Problem to solve -> Copy out, unchanged, the part of the material below that opens with the line containing "Query: white flower cluster" and closes with the last line of the material, including both of those lines.

Materials provided ->
* BEGIN *
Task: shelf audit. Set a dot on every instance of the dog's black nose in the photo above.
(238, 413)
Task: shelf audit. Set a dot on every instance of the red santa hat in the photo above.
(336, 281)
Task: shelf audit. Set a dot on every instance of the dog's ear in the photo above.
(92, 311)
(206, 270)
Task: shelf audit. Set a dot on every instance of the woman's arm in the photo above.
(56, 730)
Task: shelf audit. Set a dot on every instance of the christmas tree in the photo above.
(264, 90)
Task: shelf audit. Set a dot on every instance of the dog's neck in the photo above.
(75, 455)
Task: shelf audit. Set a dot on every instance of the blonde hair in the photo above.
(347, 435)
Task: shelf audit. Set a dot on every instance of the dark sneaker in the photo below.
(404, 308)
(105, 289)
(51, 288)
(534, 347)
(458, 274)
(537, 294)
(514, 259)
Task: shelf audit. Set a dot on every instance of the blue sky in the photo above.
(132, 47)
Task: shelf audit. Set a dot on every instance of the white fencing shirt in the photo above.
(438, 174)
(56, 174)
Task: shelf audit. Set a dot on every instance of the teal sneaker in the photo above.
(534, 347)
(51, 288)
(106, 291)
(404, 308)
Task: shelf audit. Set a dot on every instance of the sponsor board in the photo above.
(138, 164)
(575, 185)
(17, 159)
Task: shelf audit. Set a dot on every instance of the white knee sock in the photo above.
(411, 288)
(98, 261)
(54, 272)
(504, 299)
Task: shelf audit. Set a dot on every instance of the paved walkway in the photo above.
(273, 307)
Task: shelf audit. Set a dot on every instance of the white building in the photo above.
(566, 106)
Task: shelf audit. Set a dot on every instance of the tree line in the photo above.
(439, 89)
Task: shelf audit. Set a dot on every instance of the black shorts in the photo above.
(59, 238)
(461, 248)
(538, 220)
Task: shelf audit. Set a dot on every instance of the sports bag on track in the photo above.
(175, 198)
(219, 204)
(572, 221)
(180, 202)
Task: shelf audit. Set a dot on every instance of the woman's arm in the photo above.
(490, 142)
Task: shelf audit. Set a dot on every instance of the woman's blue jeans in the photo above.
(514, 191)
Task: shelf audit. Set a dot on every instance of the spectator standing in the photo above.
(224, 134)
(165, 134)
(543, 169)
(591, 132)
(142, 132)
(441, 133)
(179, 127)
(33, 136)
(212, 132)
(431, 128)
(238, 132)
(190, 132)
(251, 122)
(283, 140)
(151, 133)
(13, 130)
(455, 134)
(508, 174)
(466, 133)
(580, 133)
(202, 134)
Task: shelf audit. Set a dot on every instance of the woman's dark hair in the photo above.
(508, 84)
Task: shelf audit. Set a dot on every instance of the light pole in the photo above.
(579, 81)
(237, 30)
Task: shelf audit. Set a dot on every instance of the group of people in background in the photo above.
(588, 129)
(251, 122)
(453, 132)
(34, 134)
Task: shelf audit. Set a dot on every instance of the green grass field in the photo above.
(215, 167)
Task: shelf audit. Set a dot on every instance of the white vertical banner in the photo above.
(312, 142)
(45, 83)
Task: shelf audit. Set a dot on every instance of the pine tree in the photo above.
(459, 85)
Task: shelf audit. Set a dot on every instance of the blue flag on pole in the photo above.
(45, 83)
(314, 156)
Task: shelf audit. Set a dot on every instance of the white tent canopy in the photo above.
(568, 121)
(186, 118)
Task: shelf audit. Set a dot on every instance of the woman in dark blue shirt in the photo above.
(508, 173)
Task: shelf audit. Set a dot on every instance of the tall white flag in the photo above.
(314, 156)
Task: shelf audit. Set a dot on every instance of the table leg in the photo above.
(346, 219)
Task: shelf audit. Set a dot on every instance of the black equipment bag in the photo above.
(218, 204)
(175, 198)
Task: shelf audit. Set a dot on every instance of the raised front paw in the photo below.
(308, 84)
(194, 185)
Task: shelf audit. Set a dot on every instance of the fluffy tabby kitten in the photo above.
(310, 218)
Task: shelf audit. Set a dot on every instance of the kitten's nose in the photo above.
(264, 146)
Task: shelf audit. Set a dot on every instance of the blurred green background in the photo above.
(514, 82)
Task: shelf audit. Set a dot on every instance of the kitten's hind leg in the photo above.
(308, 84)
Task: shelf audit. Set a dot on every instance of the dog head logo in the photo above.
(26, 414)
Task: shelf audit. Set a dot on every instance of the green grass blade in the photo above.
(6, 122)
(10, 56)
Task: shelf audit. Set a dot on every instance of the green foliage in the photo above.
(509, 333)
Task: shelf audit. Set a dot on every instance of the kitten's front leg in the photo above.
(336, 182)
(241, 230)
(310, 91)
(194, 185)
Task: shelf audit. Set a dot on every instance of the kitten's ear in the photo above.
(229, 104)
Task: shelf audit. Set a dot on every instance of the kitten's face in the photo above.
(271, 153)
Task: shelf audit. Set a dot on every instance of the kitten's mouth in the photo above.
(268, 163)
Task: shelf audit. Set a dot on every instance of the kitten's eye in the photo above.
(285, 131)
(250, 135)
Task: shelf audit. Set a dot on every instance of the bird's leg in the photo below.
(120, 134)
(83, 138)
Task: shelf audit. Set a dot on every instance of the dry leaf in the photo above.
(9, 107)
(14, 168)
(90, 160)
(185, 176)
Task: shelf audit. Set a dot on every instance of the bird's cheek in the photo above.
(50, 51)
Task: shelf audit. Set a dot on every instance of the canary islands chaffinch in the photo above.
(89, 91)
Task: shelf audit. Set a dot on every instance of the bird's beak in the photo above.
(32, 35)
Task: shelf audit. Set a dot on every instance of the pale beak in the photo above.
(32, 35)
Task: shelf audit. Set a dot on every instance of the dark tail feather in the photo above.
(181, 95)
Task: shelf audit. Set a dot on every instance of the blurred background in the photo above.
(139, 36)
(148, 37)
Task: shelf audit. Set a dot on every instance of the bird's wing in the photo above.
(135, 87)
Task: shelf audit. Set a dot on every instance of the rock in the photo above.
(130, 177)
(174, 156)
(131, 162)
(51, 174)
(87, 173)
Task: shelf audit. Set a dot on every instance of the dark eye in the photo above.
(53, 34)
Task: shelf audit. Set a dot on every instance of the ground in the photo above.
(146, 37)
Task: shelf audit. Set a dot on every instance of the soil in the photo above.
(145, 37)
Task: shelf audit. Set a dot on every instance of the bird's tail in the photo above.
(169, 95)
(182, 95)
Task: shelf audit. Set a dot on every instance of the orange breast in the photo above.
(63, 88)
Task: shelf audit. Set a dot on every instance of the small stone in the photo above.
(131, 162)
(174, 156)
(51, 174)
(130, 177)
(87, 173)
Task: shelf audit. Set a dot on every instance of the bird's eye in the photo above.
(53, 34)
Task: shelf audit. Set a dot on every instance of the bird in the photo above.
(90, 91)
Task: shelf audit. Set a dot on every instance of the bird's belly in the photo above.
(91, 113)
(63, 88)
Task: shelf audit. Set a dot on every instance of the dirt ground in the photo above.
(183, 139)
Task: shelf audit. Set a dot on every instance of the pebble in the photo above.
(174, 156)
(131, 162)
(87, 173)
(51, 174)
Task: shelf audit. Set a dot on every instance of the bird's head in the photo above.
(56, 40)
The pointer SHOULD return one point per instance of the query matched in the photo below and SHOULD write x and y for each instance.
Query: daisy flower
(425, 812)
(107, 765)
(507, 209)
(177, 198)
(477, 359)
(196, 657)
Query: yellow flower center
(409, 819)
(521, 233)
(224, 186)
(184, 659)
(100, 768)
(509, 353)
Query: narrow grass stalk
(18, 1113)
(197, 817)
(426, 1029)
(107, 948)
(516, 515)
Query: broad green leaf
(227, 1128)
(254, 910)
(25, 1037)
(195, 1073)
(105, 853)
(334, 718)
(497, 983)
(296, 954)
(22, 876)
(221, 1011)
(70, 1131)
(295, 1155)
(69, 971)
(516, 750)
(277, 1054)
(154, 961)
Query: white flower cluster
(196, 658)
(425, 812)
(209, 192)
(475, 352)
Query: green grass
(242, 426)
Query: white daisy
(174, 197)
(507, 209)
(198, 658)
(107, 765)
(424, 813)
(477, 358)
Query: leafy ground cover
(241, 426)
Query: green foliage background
* END *
Task result ->
Query: white flower cluster
(196, 658)
(425, 812)
(209, 192)
(475, 352)
Query: green grass
(242, 426)
Query: white daisy
(174, 197)
(507, 209)
(198, 658)
(107, 765)
(424, 813)
(477, 358)
Query: leafy ground cover
(241, 426)
Query: green foliage background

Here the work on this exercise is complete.